Dataset entries
= Beginning of Section =
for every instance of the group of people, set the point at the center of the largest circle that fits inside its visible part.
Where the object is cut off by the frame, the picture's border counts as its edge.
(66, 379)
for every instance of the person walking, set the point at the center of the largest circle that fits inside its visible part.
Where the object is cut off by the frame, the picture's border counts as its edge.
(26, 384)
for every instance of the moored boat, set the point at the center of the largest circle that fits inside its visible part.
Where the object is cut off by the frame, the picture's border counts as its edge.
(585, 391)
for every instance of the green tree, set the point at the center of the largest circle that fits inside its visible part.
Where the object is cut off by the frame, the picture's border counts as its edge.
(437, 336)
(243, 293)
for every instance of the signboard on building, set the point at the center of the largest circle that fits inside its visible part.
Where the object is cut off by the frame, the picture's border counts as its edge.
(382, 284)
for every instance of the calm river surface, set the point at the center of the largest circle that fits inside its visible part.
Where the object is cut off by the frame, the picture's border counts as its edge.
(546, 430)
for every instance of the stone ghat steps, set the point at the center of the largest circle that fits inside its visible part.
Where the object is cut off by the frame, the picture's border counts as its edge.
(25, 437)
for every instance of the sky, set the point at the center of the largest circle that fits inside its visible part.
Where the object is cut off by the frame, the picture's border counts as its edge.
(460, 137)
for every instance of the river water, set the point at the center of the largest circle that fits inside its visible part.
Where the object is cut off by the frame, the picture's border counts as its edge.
= End of Section =
DESCRIPTION OF THE TASK
From the line with "for every instance of the sky, set" to the final line of the data above, please reproduce every line exactly and add nothing.

EXERCISE SOLUTION
for every instance of the sky, set the point at the center of the largest circle that fits inside its visible part.
Where the object is cut off by the frame, the picture's border counts as its edge.
(460, 137)
for every instance of the river water, set the point at the center of the largest circle that fits inside its visible part.
Where the object is cut off by the frame, the picture's border counts as its edge.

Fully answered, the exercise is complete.